* _Aim_
Set all the material down again unchanged, without the pictures.

(Source records)
begin

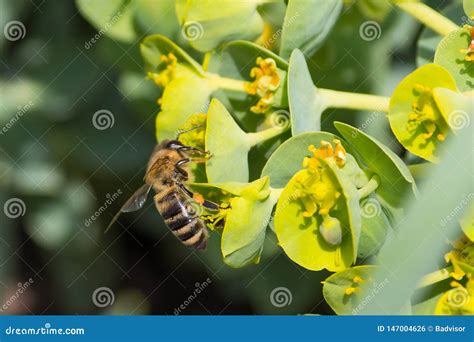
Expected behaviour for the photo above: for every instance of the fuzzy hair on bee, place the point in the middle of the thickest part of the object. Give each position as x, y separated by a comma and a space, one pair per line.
167, 173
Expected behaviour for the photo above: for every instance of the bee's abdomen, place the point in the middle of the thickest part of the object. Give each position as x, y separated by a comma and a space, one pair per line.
184, 224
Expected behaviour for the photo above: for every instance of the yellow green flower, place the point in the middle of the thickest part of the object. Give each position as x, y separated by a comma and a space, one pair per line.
266, 81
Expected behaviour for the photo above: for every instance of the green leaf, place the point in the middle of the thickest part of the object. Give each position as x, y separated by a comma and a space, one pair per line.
245, 227
429, 40
185, 95
306, 106
156, 45
299, 236
457, 109
468, 8
449, 55
335, 286
208, 25
307, 23
467, 223
395, 178
115, 17
429, 76
375, 227
288, 157
228, 145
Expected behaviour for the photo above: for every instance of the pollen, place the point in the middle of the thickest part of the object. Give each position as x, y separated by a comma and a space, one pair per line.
425, 120
266, 82
469, 52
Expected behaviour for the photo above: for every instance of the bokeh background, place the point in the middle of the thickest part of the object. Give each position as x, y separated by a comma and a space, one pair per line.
60, 169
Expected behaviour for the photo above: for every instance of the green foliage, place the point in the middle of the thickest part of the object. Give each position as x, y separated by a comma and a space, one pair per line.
307, 24
451, 53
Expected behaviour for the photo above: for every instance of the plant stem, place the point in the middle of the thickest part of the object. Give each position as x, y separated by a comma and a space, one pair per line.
370, 187
342, 99
259, 137
435, 277
226, 83
429, 17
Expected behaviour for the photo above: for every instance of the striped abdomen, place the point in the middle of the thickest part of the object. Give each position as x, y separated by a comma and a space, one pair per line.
181, 215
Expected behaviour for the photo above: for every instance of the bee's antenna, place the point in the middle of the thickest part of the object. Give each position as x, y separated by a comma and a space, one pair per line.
187, 130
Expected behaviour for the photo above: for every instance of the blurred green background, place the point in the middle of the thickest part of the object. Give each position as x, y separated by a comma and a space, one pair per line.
61, 169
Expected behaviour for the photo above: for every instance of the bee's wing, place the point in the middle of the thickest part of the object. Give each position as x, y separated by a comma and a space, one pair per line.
135, 202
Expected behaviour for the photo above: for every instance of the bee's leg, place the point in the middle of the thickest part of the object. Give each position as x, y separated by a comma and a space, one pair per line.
205, 203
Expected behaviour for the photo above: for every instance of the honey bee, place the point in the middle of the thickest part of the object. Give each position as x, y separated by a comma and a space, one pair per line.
167, 174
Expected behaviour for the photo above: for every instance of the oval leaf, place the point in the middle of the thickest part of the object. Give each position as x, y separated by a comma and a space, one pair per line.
307, 23
306, 106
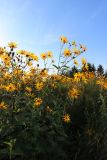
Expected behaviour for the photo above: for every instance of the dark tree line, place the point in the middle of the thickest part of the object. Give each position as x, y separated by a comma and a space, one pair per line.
99, 71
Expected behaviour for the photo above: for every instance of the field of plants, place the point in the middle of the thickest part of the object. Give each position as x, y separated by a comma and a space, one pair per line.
51, 116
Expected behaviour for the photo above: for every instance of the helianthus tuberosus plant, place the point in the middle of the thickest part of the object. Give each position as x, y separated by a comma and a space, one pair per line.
47, 116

end

* _Final result_
Expected behaviour for the photo above: for every instance of the fuzzy hair on bee, place the point in the middle of the thickest part of the object. Give each position as x, y separated by a comma and a space, one pair per line.
167, 173
Expected behaviour for the photo above: for every instance of the bee's abdomen, place the point in the middle of the thickest part of the object. Give each position as x, y separated by a comma and a space, one pair per line.
184, 224
Expected behaviour for the photo above: for every instance of the yellow green flower, place the point in the middle of the thickest part of the object. Give each position as x, y separated by a comma and a space, one pair per line.
266, 81
Expected behaviour for the photo above: for every instance of the green leaf, place the point in the middle of the thickest part of the object. Give each position as x, y separated by a comma and a space, one pair per line.
245, 227
429, 40
185, 95
306, 106
156, 45
299, 236
457, 109
468, 8
449, 55
335, 286
208, 25
307, 23
467, 223
395, 178
115, 17
429, 76
375, 227
288, 157
228, 145
Expected behaviour for the photo above: for every instance of the pollen, place the point in the middle of the thickest part of the object. Give each position as x, y separated by a comma and a space, one pair per line.
425, 120
266, 82
469, 52
Expected behaviour for the photo above: for every instance of the bokeh background, place the point in the middle of the thickest part of the object. Give each position as x, y separated by a comma and a space, one pair per line.
60, 169
Expected behaviour for the photo above: for every instance of the green foliage, place the point in the middle of the thickest part of the object. Give each position as x, y separated by a comma and a space, one pair per line.
307, 24
451, 53
Expected behaviour for the photo above: for every instance of the plant stem, place the point in the middle of the thickest part of the object. Give each position as x, y separated by a comma and a space, one pair per line.
370, 187
342, 99
259, 137
435, 277
226, 83
429, 17
Expected behaviour for the photo above: for every instance of the striped abdomen, place the point in the middle of the thickest part of the object. Give each position as x, y separated by a comma and a space, one pair per line.
181, 215
Expected behaviour for the photo above: for every instance of the bee's antenna, place the point in the middle of the thickest part of the object. Give each position as x, y separated by a comma and a space, one pair per line.
187, 130
Expected behaviour for the photo above: for every instance of the blurred green background, place the point in the middle of the thickest part of the object. Give each position as x, y separated by a comma and a space, one pair per line.
61, 169
Expected behaviour for the photo above: for every instance of the bee's wing, place the point in the middle of the thickest part of the object. Give each position as x, y separated by a comma and a space, one pair per line.
135, 202
Expected behaviour for the photo above: for every instance of the bee's leg, place the point in the middle of the thickest part of the object. Give each position as x, y separated by a comma and a space, one pair per line.
205, 203
Expected behaviour for the photo above: for every instance of the honey bee, place the point in the middle of the thickest part of the object. Give each position as x, y separated by a comma and a space, one pair per line.
167, 174
Expected behaviour for the photo above: for every instance of the oval leaf, place the point in the middle of the thickest part of the object. Give each position as x, y separated by a comma and a space, one pair per line.
307, 23
306, 106
Expected behaviour for the photo above: for every instance of the dark tree line, place the point in the middle of the thickest part of the object. Give each position as x, y separated by a comma and a space, one pair per line.
99, 71
Expected behaviour for the photo above: for every instance of the field of plants, place the point in the middle of the thickest part of the object. Give each position as x, y separated by a comma and a space, one pair per line.
51, 116
Expected behaviour for the photo above: for every instance of the helianthus tuberosus plant, place the point in the middle of the thickest part of the object. Give each position as x, y separated by a comma and a space, one pair per line.
47, 116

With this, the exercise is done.